━━━━━ Stored data

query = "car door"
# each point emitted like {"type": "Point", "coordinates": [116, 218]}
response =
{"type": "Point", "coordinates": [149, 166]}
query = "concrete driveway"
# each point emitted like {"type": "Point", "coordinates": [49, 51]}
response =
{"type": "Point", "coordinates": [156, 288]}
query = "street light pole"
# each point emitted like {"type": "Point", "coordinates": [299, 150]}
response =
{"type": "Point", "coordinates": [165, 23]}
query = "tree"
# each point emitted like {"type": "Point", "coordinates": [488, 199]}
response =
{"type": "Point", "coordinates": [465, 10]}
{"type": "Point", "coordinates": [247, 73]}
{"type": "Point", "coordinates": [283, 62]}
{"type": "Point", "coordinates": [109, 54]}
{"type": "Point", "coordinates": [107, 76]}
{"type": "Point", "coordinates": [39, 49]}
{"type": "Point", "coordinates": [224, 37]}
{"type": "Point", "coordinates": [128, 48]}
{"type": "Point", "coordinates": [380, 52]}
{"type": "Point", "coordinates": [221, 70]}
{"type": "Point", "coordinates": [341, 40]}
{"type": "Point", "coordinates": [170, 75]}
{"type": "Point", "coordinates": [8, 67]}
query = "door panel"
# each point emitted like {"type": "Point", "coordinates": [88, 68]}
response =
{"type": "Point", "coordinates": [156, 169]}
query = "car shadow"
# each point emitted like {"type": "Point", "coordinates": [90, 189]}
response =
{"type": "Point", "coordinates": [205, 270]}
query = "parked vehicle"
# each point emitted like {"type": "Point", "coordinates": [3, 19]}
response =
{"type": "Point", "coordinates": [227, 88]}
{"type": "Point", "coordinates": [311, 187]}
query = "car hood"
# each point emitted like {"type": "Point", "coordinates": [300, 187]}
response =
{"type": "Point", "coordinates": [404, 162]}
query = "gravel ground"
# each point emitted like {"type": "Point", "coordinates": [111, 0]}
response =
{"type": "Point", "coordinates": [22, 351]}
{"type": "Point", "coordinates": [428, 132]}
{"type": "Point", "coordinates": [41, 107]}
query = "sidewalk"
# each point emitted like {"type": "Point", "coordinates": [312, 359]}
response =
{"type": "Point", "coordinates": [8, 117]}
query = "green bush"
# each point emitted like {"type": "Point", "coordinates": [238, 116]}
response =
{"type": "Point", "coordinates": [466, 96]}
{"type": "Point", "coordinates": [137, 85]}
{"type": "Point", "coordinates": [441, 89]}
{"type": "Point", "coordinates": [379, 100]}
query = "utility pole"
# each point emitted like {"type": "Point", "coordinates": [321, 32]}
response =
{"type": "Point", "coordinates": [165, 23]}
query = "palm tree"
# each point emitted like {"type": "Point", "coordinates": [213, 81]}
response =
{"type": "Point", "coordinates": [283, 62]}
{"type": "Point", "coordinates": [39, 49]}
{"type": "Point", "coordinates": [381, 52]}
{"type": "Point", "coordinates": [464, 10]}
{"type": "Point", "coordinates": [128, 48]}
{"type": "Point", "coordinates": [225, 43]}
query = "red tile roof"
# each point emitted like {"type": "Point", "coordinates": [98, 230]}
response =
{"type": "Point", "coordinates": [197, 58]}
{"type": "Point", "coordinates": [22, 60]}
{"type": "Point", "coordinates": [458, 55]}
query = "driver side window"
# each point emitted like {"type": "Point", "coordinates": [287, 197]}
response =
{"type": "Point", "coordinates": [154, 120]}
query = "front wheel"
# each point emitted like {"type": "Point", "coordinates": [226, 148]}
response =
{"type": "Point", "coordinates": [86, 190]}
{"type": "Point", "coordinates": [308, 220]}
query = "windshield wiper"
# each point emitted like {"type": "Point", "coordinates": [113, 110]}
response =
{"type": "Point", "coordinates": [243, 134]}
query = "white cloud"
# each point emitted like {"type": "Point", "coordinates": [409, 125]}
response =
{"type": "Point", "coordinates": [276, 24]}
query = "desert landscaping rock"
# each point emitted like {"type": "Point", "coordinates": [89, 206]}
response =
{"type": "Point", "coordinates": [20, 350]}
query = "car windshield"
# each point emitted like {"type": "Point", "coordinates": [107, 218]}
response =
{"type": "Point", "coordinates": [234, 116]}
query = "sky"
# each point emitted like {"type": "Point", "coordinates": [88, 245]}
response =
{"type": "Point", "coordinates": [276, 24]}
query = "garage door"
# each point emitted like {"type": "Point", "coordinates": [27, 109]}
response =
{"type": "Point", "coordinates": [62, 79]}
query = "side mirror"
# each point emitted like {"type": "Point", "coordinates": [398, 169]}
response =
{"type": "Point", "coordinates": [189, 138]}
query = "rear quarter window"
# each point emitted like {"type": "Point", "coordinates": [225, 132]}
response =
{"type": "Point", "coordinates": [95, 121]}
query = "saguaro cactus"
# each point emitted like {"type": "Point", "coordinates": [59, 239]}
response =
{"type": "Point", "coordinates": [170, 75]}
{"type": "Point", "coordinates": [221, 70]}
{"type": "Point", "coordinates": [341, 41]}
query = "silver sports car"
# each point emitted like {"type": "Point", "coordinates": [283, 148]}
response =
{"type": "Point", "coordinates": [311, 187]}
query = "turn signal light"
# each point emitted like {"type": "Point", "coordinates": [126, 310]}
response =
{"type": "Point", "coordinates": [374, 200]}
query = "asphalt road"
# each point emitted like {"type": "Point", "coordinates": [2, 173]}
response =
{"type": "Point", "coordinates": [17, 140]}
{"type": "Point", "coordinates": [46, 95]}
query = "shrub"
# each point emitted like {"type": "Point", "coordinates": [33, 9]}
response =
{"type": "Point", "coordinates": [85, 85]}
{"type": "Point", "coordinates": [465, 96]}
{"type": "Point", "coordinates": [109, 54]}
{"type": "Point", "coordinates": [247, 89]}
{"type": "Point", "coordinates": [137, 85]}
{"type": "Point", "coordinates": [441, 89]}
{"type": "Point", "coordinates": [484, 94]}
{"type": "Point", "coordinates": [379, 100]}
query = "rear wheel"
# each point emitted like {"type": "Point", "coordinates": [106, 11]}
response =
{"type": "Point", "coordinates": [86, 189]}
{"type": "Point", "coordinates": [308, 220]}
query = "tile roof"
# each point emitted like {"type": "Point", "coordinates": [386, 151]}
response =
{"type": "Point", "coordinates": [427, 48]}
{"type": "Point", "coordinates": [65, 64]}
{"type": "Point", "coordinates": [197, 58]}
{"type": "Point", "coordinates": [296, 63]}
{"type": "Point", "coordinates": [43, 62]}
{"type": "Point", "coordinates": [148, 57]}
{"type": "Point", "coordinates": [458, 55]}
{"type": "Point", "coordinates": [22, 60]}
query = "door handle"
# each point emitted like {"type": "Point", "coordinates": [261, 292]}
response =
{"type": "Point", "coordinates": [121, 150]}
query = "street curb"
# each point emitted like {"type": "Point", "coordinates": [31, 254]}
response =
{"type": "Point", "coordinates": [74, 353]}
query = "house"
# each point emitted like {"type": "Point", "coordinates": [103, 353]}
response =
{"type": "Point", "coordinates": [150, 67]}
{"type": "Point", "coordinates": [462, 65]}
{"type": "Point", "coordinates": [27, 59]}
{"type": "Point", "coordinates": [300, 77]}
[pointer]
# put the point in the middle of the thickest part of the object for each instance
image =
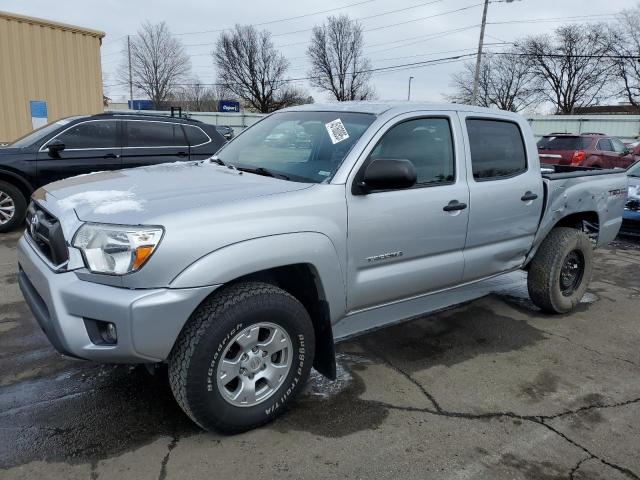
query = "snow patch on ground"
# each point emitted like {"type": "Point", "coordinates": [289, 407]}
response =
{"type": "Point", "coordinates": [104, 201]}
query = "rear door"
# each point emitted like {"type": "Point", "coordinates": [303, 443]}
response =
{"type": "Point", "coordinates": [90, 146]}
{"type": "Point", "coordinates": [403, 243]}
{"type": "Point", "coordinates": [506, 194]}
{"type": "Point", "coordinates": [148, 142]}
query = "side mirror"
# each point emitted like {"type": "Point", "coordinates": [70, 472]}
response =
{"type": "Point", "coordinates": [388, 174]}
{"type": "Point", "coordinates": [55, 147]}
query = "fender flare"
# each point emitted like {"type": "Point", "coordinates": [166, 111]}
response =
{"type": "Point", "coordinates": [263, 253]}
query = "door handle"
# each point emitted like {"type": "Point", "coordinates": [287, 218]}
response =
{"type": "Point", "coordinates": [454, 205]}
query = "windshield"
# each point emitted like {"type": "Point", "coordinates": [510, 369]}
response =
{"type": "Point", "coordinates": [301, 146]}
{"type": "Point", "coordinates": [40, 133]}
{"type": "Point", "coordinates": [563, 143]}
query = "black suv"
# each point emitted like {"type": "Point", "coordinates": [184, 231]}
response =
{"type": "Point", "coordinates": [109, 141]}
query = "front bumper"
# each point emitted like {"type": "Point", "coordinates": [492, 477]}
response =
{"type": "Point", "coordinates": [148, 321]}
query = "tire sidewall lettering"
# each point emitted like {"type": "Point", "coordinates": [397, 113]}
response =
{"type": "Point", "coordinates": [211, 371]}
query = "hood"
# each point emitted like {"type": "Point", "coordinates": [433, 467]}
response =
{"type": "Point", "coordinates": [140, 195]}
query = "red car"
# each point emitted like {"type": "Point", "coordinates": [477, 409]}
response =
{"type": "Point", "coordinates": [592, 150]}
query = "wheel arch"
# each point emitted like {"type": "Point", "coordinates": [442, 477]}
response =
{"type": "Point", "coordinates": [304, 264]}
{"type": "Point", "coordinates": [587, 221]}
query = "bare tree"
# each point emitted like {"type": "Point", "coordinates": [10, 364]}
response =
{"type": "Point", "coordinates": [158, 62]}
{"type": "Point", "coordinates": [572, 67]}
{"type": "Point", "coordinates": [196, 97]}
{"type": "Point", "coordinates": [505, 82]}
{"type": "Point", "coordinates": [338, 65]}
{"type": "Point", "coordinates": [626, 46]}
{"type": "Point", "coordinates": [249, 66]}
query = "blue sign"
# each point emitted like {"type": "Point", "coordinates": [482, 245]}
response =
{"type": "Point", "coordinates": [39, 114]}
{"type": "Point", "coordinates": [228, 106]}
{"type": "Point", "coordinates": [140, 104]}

━━━━━━━━━━
━━━━━ Stored data

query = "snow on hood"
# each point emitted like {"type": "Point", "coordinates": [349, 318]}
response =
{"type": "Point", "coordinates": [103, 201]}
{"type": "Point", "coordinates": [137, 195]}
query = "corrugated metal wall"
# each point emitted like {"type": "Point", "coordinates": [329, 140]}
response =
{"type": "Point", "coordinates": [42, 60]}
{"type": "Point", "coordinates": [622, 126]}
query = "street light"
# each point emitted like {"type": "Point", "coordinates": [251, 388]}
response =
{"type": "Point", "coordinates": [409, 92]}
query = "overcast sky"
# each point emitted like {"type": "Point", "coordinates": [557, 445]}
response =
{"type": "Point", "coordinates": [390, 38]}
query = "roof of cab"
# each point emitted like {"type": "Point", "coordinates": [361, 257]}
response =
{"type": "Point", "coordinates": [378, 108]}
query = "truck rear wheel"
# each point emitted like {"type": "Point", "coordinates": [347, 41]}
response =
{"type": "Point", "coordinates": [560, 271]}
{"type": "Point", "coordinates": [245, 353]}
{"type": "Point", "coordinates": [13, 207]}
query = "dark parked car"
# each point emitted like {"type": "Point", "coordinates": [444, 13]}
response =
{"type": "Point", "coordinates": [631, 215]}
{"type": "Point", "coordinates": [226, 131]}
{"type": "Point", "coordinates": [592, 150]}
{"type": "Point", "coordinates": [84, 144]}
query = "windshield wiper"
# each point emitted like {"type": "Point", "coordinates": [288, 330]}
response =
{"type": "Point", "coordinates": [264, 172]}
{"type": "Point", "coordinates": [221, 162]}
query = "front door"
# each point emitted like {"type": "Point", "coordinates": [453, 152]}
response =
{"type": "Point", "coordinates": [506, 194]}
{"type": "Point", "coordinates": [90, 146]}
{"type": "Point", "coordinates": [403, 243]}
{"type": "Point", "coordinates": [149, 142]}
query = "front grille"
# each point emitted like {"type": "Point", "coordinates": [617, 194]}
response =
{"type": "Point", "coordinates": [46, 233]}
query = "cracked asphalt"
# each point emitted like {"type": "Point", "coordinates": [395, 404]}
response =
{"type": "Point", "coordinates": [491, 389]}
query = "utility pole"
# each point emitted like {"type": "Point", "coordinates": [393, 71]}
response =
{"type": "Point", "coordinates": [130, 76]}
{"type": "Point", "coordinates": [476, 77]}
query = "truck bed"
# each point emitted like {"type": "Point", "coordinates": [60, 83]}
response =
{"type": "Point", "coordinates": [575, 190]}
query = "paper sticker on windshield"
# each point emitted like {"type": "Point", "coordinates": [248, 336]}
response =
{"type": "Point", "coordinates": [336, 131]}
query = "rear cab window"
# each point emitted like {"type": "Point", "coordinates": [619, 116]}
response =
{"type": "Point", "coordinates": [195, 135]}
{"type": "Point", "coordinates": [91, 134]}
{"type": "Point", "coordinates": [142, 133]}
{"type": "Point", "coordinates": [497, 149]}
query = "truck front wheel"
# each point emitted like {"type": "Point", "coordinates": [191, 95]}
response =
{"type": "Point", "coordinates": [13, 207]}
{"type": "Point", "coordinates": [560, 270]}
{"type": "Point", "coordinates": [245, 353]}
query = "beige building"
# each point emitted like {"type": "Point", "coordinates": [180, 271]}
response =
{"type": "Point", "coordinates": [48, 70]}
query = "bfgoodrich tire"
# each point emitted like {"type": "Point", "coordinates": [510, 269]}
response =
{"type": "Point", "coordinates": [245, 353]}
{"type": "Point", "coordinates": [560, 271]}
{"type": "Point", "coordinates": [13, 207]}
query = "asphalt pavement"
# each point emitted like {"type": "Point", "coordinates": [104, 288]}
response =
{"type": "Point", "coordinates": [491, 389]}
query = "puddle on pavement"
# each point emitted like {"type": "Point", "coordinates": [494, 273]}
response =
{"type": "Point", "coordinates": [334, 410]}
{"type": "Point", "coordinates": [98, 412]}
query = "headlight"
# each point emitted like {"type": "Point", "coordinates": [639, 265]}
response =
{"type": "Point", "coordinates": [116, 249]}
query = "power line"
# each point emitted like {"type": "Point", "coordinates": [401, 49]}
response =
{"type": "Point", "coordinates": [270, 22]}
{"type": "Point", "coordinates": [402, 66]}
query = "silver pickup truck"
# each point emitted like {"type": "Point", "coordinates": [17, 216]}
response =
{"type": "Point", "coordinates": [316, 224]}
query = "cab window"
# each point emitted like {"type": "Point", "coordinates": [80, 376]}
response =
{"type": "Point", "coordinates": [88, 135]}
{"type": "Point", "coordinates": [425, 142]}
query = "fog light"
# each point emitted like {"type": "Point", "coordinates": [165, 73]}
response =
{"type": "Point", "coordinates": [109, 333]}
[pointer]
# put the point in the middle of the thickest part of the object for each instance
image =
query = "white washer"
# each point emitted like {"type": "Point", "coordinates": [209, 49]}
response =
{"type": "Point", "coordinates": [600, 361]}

━━━━━━━━━━

*Aim of the task*. Show all of the lines above in which "front" is present.

*Response below*.
query = "front wheel"
query = "front bumper"
query = "front door"
query = "front grille"
query = "truck front wheel"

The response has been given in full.